Work to complete => The expected output is exactly the lines below, starting at the line with "Could you kindly annotate the concrete" and ending at the line with "Could you kindly annotate the glass door", both included; no other line belongs in it.

(Source records)

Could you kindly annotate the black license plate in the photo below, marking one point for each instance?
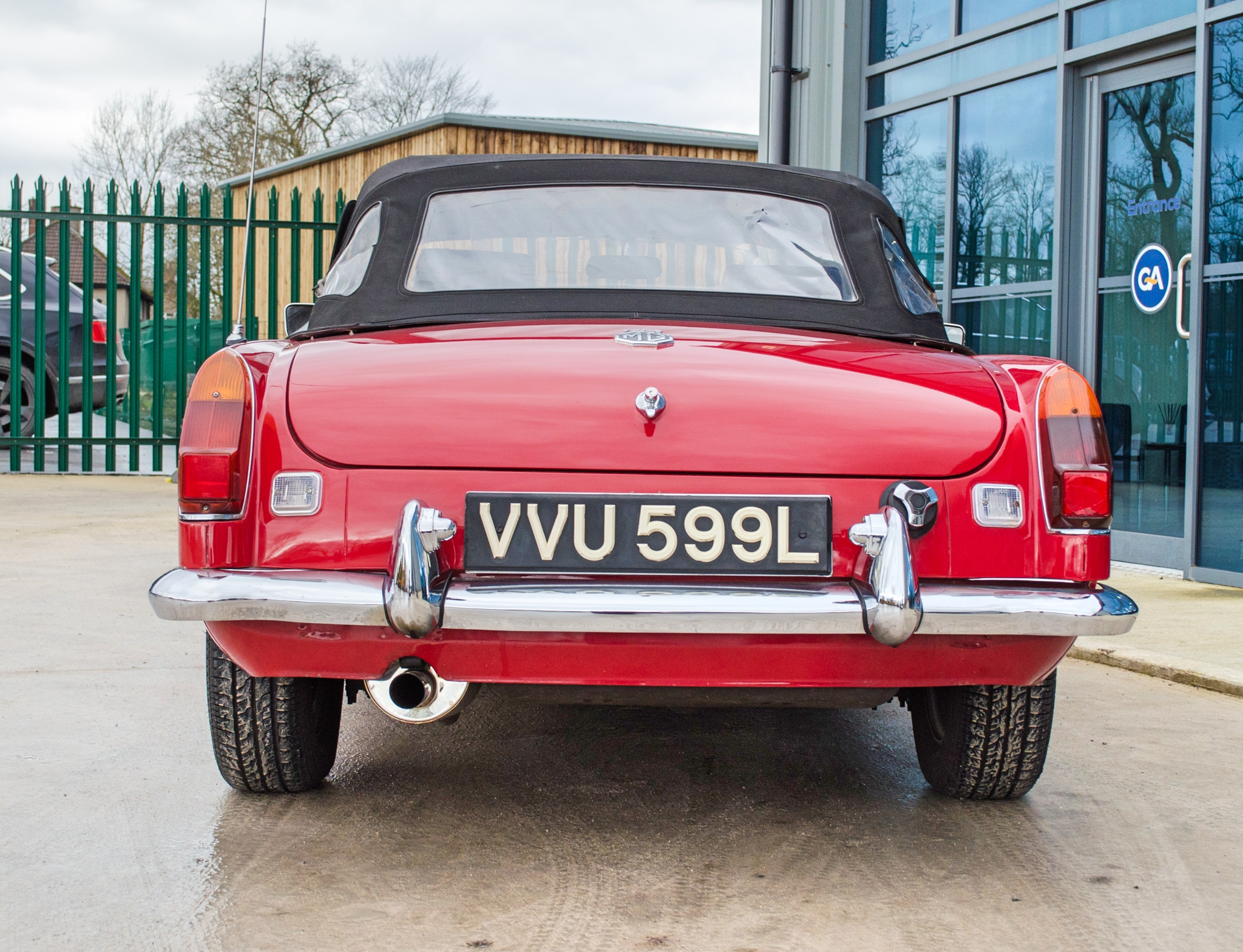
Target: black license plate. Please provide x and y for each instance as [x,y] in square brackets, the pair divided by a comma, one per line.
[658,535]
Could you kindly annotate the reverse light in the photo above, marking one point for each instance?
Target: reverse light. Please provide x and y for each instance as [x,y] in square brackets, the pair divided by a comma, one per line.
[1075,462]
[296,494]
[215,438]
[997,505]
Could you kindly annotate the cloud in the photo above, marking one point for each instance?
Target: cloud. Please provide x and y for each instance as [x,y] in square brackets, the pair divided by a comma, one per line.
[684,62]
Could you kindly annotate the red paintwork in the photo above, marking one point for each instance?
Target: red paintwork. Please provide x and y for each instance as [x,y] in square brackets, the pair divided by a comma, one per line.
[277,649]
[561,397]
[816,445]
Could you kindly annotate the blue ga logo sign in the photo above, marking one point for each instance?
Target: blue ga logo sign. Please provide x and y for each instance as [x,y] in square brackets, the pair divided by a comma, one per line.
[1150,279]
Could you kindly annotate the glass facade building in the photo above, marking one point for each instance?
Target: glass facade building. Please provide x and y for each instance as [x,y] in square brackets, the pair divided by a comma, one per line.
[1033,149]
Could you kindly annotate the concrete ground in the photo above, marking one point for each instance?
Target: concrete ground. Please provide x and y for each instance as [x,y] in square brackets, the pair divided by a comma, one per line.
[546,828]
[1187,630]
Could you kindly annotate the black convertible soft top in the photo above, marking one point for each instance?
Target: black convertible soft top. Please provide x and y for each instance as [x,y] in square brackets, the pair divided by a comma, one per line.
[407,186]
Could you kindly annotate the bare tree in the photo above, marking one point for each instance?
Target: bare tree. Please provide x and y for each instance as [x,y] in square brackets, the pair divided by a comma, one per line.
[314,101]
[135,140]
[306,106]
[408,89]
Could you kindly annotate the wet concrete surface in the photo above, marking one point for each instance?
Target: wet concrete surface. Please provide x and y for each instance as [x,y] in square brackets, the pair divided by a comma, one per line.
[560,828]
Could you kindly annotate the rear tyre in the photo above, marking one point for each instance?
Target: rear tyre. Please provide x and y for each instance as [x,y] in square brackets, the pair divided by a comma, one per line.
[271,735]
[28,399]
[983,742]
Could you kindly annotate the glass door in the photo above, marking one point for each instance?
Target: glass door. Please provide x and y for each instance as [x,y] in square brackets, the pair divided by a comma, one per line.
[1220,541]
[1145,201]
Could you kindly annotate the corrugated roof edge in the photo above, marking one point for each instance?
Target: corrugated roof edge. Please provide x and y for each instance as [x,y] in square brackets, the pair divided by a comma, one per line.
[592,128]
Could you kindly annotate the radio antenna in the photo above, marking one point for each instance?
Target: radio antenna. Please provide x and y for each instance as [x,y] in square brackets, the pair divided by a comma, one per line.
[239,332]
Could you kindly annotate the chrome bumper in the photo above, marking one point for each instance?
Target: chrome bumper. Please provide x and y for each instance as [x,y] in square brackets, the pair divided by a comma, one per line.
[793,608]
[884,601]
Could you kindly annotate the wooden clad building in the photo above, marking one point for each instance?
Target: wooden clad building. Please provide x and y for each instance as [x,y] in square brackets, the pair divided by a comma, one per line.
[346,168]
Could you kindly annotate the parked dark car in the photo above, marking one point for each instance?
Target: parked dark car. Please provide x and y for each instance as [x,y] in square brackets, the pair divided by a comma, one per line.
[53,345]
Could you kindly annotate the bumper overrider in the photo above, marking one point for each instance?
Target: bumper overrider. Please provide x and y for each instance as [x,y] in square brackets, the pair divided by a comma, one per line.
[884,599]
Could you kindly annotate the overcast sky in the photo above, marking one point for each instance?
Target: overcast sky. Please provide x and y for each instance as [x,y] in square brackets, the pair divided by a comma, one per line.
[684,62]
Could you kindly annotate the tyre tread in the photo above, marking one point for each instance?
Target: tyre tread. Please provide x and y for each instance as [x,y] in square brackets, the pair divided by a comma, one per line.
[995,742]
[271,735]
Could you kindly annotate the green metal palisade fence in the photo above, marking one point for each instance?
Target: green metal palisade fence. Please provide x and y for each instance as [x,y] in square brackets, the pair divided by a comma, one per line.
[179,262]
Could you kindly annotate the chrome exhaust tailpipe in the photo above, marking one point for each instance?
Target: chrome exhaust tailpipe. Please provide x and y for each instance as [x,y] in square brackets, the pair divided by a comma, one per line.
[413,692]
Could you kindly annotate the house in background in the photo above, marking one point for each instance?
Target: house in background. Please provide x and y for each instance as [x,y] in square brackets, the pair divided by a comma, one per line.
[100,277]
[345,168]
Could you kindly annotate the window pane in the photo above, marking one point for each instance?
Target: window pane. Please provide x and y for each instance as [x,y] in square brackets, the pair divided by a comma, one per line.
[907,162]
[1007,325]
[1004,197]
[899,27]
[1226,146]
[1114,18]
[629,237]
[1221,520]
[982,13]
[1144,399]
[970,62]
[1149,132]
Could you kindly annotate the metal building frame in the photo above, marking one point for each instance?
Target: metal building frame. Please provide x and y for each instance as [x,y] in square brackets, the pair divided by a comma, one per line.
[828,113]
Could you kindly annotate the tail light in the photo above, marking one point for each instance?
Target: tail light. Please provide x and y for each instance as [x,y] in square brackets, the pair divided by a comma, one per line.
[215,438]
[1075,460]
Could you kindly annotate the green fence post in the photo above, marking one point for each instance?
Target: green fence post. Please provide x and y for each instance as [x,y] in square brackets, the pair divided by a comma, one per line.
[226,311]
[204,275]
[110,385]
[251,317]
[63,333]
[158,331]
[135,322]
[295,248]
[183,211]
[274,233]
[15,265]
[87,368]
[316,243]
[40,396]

Result of this exercise =>
Could you kindly annotate the concrete ground in the photo above, marking one point for each instance?
Target: concrete ground. Please provide x and y for each instance as [x,y] in square brackets, the pair divided by a comma, one per line.
[546,828]
[1187,630]
Could you kindly annotate the black convertible soft top in the photo above, marking one point for each instance?
Target: black convertible soft top. Please provide x and y for each instance as [x,y] in square brackets, the pair divided by a comma, one per line.
[407,186]
Could you kindly annotate the bare tree in the photo above, marking one point for each instance?
Target: bare tree. Please provide x and y for each instance as [x,y] in square brackets, the pair divided by a comma, one per line.
[314,101]
[135,140]
[306,106]
[408,89]
Could you kindly annotate the wet concrete surface in the photo above, marking one point for each instance?
Target: wet concrete surface. Please provide x and y for each instance as [x,y] in square brackets, the pair divided by a comma, one per line.
[560,828]
Could you kindly annotate the rear tyre in the photo above, marking one point for each instance?
Target: rear tyre. Please provide x and y for each instance as [x,y] in square brackets, the pair divided by a comma, one per line.
[271,735]
[28,399]
[983,742]
Could you kindly annotate the glass door in the photo above, marking one point for each instance?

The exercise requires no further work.